**Image segmentation entries**
※
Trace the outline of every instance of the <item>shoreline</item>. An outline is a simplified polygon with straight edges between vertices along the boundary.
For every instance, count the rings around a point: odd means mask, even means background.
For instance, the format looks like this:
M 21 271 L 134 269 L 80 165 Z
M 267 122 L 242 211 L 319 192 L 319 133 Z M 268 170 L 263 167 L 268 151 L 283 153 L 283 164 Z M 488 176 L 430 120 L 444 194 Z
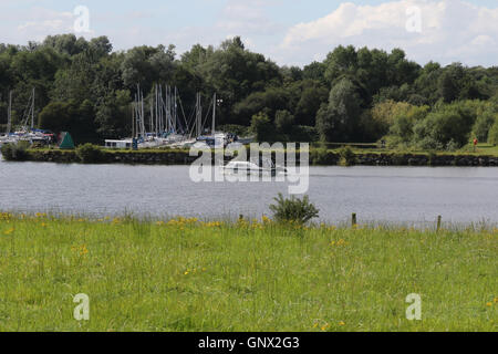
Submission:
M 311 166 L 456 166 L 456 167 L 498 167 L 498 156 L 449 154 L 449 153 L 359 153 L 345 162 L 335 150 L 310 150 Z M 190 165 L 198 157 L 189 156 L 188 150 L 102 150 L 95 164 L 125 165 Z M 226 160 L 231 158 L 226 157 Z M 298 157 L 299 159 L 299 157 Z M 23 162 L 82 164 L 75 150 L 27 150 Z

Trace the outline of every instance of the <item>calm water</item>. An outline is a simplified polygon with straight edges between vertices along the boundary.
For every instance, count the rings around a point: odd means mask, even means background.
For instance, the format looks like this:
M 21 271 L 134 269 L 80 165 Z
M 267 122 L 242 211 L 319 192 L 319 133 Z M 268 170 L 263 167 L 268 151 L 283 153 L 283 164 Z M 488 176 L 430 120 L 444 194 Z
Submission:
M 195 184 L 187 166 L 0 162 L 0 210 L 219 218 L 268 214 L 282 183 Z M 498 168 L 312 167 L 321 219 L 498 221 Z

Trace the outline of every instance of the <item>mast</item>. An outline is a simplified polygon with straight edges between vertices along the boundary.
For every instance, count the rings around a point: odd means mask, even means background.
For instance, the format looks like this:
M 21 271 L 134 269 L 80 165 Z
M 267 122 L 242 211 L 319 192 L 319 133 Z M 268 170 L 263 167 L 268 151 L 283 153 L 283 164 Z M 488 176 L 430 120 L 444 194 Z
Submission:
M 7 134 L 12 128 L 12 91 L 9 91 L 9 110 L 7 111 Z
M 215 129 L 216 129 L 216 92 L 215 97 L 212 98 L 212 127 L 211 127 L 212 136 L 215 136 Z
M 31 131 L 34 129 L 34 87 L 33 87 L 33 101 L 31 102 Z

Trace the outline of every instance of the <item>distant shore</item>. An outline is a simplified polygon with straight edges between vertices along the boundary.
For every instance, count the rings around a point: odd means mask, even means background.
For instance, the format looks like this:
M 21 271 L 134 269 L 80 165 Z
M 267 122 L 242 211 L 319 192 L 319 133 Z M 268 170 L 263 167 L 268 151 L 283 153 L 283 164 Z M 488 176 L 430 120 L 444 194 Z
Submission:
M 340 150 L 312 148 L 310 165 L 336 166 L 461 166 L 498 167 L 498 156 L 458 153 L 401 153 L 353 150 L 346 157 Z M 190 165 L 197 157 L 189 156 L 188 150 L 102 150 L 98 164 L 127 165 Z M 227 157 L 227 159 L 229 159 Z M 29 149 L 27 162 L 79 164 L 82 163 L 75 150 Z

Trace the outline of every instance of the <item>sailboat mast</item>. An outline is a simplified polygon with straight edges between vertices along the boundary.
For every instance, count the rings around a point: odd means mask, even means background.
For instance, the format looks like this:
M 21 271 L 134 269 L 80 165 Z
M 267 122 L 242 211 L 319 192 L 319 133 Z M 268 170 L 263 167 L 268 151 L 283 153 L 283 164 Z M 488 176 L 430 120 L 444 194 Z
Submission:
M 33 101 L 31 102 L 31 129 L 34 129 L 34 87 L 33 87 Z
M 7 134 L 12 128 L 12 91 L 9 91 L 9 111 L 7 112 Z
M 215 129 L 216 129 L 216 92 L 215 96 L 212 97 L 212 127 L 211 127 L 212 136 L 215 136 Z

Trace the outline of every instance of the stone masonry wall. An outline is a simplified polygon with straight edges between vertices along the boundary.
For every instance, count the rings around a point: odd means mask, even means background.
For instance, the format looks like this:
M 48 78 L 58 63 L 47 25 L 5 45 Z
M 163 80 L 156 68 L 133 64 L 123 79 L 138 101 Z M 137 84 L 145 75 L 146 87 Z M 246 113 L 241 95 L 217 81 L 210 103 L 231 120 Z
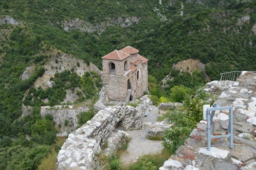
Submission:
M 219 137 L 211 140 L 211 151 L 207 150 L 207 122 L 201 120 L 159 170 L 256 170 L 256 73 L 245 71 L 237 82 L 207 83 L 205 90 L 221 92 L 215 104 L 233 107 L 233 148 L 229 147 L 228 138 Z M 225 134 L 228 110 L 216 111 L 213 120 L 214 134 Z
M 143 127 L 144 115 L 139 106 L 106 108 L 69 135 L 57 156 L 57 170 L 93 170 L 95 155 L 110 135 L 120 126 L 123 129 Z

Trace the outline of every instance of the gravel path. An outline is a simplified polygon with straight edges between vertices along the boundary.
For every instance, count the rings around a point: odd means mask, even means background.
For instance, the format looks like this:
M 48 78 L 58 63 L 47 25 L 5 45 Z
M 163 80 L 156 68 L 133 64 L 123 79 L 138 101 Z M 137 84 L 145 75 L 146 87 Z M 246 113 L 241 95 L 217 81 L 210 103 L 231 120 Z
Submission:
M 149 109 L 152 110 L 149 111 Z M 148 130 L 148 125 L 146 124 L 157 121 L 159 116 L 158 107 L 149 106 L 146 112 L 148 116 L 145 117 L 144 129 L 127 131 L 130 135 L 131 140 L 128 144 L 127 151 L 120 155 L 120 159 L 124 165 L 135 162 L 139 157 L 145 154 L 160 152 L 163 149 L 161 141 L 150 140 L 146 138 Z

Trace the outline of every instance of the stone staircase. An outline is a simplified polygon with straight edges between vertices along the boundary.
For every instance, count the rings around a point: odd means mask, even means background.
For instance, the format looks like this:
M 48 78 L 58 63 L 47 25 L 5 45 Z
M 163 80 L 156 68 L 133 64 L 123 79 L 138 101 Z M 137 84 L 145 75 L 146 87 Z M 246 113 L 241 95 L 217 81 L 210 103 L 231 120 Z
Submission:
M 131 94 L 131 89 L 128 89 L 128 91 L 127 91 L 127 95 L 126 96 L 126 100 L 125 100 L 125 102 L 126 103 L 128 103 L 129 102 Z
※
**PROBLEM**
Change every "simplified polygon" in the data above to "rough polygon" and leave the rest as it is. Omit the pictures from your version.

**TASK OUTPUT**
Trace the outline of every instance of the <item>shoreline</item>. An outline is a rough polygon with straight edges between vertices along the boundary.
For every instance, count the rings around a point: odd means mask, even means background.
For instance, the format looks like this:
M 21 271 L 134 269 L 80 165 Z
M 267 122 L 242 211 L 319 192 L 319 133 Z M 268 170 L 263 167 L 268 151 L 283 153 L 283 164 Z M 488 176 L 430 120 L 444 194 Z
Submission:
M 311 166 L 456 166 L 456 167 L 498 167 L 498 156 L 449 154 L 449 153 L 359 153 L 345 162 L 335 150 L 310 150 Z M 190 165 L 198 157 L 189 156 L 188 150 L 102 150 L 95 164 L 125 165 Z M 226 160 L 231 158 L 226 157 Z M 298 157 L 299 159 L 299 157 Z M 23 162 L 82 164 L 75 150 L 27 150 Z

Trace the outline of every instance of the <item>calm water</item>. An outline is a rough polygon with straight edges between vertices along the boundary.
For every instance, count the rings around a point: odd means mask, even means background.
For instance, the format looks like this:
M 21 271 L 134 269 L 80 165 Z
M 267 122 L 242 211 L 319 192 L 319 133 Z M 268 170 L 263 167 L 268 151 L 283 153 L 283 164 Z M 488 176 L 430 120 L 444 194 Z
Submission:
M 195 184 L 187 166 L 0 162 L 0 210 L 219 218 L 268 214 L 282 183 Z M 498 168 L 312 167 L 321 219 L 498 221 Z

Trace the outline of every instance of the <item>mast</item>. An outline is a rough polygon with straight edges between vertices along the boundary.
For every instance, count the rings around a point: odd means mask, even means background.
For instance, the format looks like this:
M 21 271 L 134 269 L 80 165 Z
M 267 122 L 242 211 L 319 192 L 319 133 Z M 268 170 L 263 167 L 268 151 L 283 153 L 283 164 Z M 488 176 L 430 120 L 444 194 Z
Submission:
M 7 134 L 12 128 L 12 91 L 9 91 L 9 110 L 7 111 Z
M 215 129 L 216 129 L 216 92 L 215 97 L 212 98 L 212 127 L 211 127 L 212 136 L 215 136 Z
M 31 131 L 34 129 L 34 87 L 33 87 L 33 101 L 31 102 Z

Trace the outline of every instance of the <item>distant shore</item>. An outline is a rough polygon with straight edges between vertices along the boundary.
For every instance, count the rings around a point: odd means mask, even means background.
For instance, the format looks like this:
M 21 271 L 134 269 L 80 165 Z
M 267 122 L 242 211 L 319 192 L 319 133 Z M 268 170 L 263 167 L 268 151 L 283 153 L 283 164 Z M 488 176 L 430 120 L 444 194 Z
Submission:
M 340 150 L 312 148 L 310 165 L 336 166 L 461 166 L 498 167 L 498 156 L 458 153 L 401 153 L 353 150 L 346 157 Z M 190 165 L 197 157 L 189 156 L 188 150 L 102 150 L 98 164 L 127 165 Z M 227 157 L 227 159 L 229 159 Z M 29 149 L 27 162 L 79 164 L 82 163 L 75 150 Z

Trace the outline of every instance of the <item>sailboat mast</item>. An outline is a rough polygon with straight edges between vertices along the boundary.
For every instance, count the rings around a point: odd means mask, even means background.
For instance, the format looks like this:
M 21 271 L 134 269 L 80 165 Z
M 267 122 L 242 211 L 319 192 L 319 133 Z M 268 170 L 263 167 L 268 151 L 283 153 L 283 164 Z M 488 176 L 430 120 L 444 194 Z
Submission:
M 33 101 L 31 102 L 31 129 L 34 129 L 34 87 L 33 87 Z
M 7 134 L 12 128 L 12 91 L 9 91 L 9 111 L 7 112 Z
M 215 129 L 216 129 L 216 92 L 215 96 L 212 97 L 212 127 L 211 127 L 212 136 L 215 136 Z

Trace the outline of every instance of the stone masonry wall. An outline is a rough polygon with straight edges between vertices along the boundary.
For every instance, count the rings around a point: odd means mask, even means background.
For instance, the format looks like this:
M 48 78 L 58 63 L 47 25 L 5 45 Z
M 163 80 L 156 68 L 133 64 L 123 79 L 138 101 Z M 137 84 L 145 75 L 146 87 Z M 246 113 L 241 95 L 217 81 L 210 103 L 231 120 Z
Submission:
M 219 137 L 211 140 L 211 151 L 207 150 L 207 122 L 201 120 L 159 170 L 256 170 L 256 73 L 245 71 L 237 82 L 207 83 L 205 90 L 221 92 L 215 104 L 233 107 L 233 148 L 229 147 L 228 138 Z M 225 134 L 228 110 L 216 111 L 213 120 L 214 134 Z
M 143 127 L 144 115 L 139 106 L 106 108 L 69 135 L 57 156 L 57 170 L 93 170 L 95 155 L 110 135 L 120 126 L 123 129 Z

Trace the outline of every instance of the gravel path. An outline is a rough polygon with straight edges between vertices along the boundary.
For every instance, count the rings around a point: odd means mask, even means background.
For instance, the format looks like this:
M 48 78 L 58 63 L 47 25 L 5 45 Z
M 163 80 L 156 68 L 133 64 L 123 79 L 138 101 Z M 137 84 L 145 75 L 146 87 Z M 246 113 L 241 95 L 217 81 L 210 103 L 231 120 Z
Submission:
M 149 109 L 152 110 L 149 111 Z M 148 130 L 148 125 L 146 124 L 157 121 L 159 116 L 158 107 L 149 106 L 146 112 L 148 116 L 145 117 L 144 129 L 127 131 L 130 135 L 131 140 L 128 144 L 127 151 L 120 155 L 120 159 L 124 165 L 135 162 L 139 157 L 145 154 L 160 152 L 163 149 L 161 141 L 150 140 L 146 138 Z

Trace the outline of every instance of the stone staircase. An outline is a rough polygon with straight edges between vertices along the boundary.
For every instance, count the rings around a point: odd means mask, even means background.
For instance, the format looks like this:
M 48 78 L 58 63 L 47 25 L 5 45 Z
M 163 80 L 156 68 L 133 64 L 123 79 L 138 101 Z M 137 84 L 145 75 L 146 87 Z M 246 113 L 241 95 L 217 81 L 210 103 L 231 120 Z
Submission:
M 131 94 L 131 89 L 128 89 L 128 91 L 127 91 L 127 95 L 126 96 L 126 100 L 125 100 L 125 102 L 126 103 L 128 103 L 129 102 Z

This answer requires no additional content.